Written problem: In the records below, change "leafy tree" to "oak tree" and leave every other part as it is.

(Position annotation records)
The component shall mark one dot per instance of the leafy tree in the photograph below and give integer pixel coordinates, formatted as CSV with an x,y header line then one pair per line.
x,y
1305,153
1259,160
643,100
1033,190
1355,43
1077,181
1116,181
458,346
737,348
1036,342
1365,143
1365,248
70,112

Completed exercise:
The component shall mark one dot per instance of the oak tree in the photograph below and give integer pixel coordinates, formatted as CSV with an x,y header line then one pair per line.
x,y
1305,153
1259,160
643,100
1033,190
1355,43
1077,181
1116,181
458,346
737,348
1036,342
1365,143
1365,248
70,112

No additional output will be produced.